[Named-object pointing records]
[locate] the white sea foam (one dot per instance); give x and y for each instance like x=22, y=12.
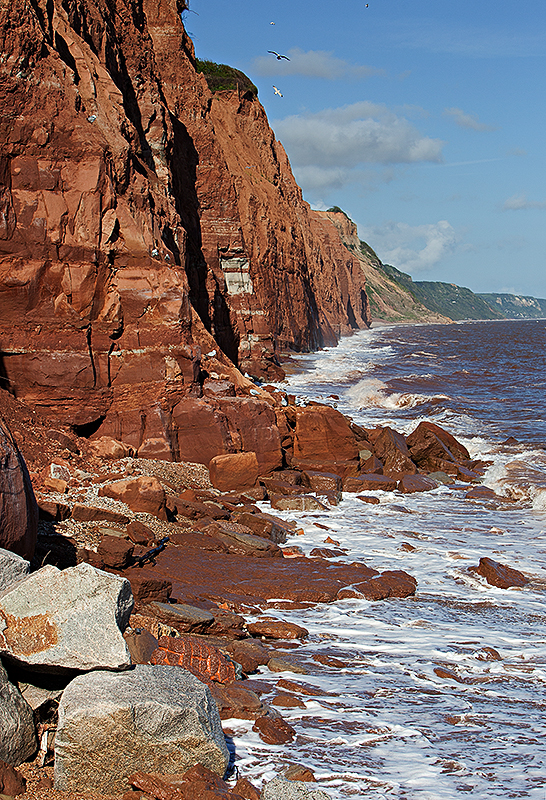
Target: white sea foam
x=441, y=694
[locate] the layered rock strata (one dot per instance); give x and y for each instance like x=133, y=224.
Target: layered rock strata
x=151, y=232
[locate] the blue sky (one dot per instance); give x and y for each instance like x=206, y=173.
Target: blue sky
x=424, y=120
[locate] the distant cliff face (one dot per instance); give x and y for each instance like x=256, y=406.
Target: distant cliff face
x=145, y=221
x=389, y=301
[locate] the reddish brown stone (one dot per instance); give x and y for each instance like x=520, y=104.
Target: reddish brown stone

- Requirements -
Copy only the stretch running from the line containing "[locate] the layered" to the final line of the entries, both ends included, exactly as it stands.

- Task result -
[locate] the layered rock strata (one dot per instance); give x and y for each instance like x=133, y=224.
Target: layered rock strata
x=151, y=232
[locate] the blue sky (one dot per instance); give x and y for each instance like x=206, y=173.
Target: blue sky
x=424, y=120
[locate] the distant cliff face (one dot per instance); give x and y for each instance like x=256, y=406.
Target: distant cliff face
x=145, y=221
x=389, y=301
[locate] the reddish brown stone (one dot per instance); give x and y for each instance like x=520, y=104.
Target: reddish brown stone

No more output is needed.